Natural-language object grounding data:
★ ★ ★
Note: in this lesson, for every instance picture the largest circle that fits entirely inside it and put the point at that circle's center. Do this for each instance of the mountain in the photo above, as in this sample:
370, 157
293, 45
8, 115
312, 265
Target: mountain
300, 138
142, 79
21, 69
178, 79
★ ★ ★
- **About this exercise**: Reproduce the data shown above exactly, including every line.

- **Exercise answer**:
Note: in this lesson, for every instance picture the largest circle that fits entirely inside it and put the point at that circle's center. Do this for each instance of the mountain in the photo above, as in this sample:
370, 157
293, 45
8, 115
312, 265
Target: mountain
300, 138
142, 79
21, 69
178, 79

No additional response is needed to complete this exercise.